▸ **Problem details**
Starting at the line containing "Each instance receives one keypoint. Mark the orange building" and continuing through the last line of the listing, rewrite those lines as a numbered list, dropping any blank lines.

▸ **Records for this task**
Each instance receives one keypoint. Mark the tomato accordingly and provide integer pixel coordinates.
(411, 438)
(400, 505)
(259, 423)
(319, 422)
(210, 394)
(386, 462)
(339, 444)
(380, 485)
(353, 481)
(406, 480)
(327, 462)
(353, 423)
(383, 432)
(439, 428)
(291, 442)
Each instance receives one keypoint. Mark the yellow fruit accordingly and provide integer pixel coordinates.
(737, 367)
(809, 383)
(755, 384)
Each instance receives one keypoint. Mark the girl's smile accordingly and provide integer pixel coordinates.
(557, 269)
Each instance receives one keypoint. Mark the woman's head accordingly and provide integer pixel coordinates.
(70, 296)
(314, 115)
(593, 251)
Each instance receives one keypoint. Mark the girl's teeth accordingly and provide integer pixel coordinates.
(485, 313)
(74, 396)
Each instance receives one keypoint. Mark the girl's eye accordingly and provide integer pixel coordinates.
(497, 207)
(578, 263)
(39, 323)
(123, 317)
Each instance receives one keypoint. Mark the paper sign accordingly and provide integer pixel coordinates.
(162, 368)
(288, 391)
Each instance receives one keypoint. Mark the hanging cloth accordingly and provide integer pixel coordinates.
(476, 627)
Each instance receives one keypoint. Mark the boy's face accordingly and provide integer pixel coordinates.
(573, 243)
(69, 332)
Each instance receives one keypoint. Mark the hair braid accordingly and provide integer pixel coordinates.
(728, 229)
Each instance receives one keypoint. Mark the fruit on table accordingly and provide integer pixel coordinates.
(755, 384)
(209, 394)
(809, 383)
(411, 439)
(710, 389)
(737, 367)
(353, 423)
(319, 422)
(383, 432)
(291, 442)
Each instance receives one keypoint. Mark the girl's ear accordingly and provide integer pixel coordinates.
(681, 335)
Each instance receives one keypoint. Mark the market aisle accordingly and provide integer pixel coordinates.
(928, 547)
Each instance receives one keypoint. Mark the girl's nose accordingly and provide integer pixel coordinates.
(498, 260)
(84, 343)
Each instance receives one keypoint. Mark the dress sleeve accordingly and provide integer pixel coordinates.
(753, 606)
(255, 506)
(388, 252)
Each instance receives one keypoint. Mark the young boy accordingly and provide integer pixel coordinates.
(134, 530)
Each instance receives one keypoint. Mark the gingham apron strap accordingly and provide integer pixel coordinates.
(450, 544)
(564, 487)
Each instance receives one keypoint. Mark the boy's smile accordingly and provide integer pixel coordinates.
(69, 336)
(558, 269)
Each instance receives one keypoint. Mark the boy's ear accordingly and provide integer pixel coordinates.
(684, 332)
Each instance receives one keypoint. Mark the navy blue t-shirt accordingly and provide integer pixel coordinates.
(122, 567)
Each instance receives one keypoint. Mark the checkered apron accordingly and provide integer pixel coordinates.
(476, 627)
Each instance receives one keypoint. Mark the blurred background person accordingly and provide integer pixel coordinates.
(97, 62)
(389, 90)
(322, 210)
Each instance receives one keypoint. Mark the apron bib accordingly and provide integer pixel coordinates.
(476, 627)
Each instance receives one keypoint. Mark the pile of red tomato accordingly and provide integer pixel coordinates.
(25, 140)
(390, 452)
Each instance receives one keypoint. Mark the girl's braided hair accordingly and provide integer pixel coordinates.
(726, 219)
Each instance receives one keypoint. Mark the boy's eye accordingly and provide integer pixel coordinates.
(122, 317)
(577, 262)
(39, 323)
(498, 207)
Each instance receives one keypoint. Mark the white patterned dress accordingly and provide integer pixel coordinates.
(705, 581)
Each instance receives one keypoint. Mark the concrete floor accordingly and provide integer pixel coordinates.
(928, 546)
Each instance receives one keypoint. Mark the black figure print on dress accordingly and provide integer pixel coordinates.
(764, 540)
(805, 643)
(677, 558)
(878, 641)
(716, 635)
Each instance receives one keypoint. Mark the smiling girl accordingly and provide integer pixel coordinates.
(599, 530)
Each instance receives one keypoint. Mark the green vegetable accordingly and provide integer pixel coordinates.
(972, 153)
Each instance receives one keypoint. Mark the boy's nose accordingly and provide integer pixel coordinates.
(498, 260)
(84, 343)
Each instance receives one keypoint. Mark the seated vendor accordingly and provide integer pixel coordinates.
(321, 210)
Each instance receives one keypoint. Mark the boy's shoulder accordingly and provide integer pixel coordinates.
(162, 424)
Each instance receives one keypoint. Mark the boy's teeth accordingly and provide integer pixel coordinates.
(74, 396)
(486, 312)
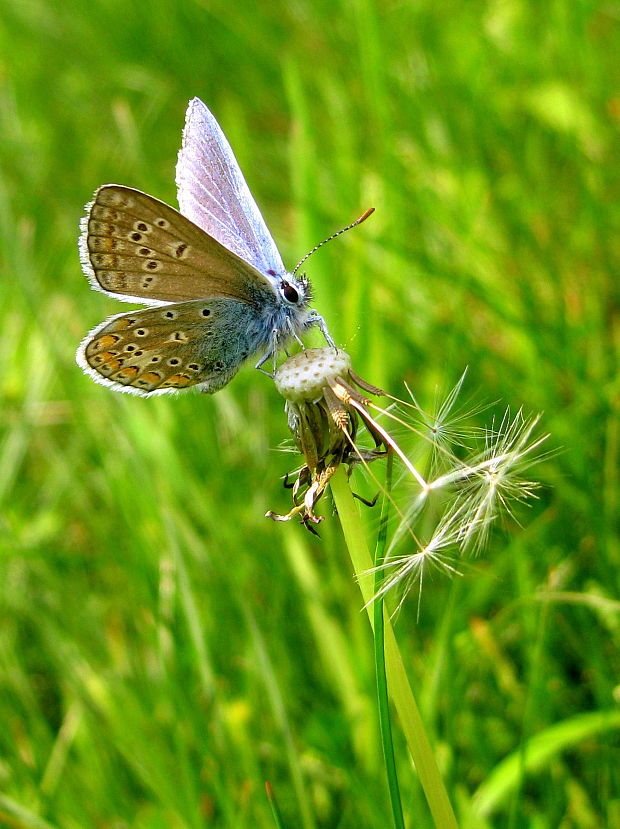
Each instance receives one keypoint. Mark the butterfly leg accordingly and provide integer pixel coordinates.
(315, 318)
(272, 351)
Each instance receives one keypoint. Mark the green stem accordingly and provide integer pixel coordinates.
(400, 690)
(382, 689)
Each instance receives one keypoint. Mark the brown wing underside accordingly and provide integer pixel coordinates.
(134, 246)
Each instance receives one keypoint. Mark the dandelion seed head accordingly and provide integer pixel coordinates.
(304, 376)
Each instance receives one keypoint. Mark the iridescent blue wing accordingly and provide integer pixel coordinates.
(213, 194)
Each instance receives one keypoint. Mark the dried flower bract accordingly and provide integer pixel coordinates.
(324, 406)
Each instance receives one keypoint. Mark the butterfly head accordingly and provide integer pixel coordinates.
(295, 291)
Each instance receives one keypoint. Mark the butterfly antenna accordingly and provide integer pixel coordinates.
(357, 222)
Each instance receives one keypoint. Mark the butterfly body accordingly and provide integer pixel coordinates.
(213, 279)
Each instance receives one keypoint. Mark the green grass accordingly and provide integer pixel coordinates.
(164, 649)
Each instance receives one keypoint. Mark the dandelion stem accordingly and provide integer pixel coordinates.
(398, 684)
(379, 624)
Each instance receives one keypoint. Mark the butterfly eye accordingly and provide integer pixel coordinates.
(289, 293)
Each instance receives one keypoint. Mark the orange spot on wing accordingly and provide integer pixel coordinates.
(178, 380)
(151, 377)
(106, 341)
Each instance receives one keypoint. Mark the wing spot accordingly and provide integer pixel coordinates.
(151, 377)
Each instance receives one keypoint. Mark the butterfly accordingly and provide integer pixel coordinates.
(211, 275)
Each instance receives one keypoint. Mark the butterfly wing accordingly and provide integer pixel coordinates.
(162, 349)
(138, 249)
(212, 192)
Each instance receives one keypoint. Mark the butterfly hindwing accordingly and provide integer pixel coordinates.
(171, 347)
(137, 248)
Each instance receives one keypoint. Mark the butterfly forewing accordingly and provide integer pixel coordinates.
(213, 193)
(157, 350)
(138, 248)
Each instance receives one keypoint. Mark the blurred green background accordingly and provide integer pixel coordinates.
(164, 649)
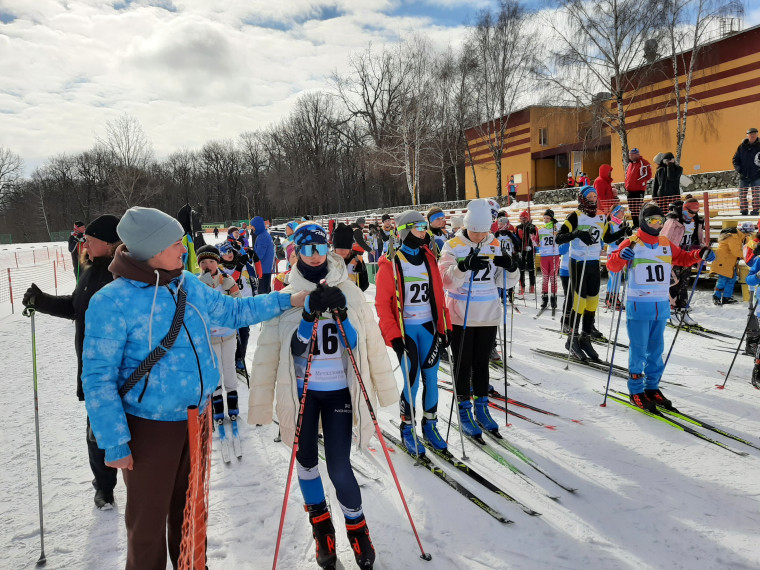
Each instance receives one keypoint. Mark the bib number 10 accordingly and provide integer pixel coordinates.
(654, 273)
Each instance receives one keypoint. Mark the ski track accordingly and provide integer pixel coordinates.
(649, 496)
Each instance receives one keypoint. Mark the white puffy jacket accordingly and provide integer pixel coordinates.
(273, 371)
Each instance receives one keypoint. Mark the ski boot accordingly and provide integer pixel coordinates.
(232, 409)
(323, 532)
(409, 438)
(575, 348)
(756, 374)
(217, 402)
(361, 544)
(585, 344)
(640, 400)
(430, 431)
(659, 399)
(104, 499)
(466, 421)
(484, 416)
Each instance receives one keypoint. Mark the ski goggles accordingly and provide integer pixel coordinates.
(655, 220)
(313, 248)
(420, 226)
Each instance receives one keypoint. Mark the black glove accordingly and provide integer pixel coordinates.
(31, 293)
(398, 347)
(584, 236)
(473, 262)
(505, 262)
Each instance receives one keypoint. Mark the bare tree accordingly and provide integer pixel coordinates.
(132, 154)
(504, 49)
(690, 24)
(603, 50)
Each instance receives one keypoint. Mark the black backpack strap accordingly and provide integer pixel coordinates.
(163, 347)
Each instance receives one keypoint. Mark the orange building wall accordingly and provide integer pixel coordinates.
(727, 102)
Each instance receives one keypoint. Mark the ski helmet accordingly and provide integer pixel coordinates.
(585, 205)
(651, 219)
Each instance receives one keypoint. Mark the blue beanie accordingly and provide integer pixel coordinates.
(309, 233)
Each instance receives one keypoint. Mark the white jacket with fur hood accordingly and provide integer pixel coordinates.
(273, 370)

▸ **Task response**
1. Each instance receives one keypoint. Mark the orange building wall accordingly and provide integer pixel coordinates.
2. (727, 102)
3. Each instance receives one keypoint. Mark the ski helmet accordingly and provide integer pixel coordinates.
4. (585, 205)
5. (651, 219)
6. Each instance receives one keypoint. Mark the blue beanie accordingly and provide integer pixel coordinates.
7. (309, 233)
8. Each instance receives one keypoint. Mark the white jacket with fur hood accordingly and provide integer pixel coordinates.
9. (273, 370)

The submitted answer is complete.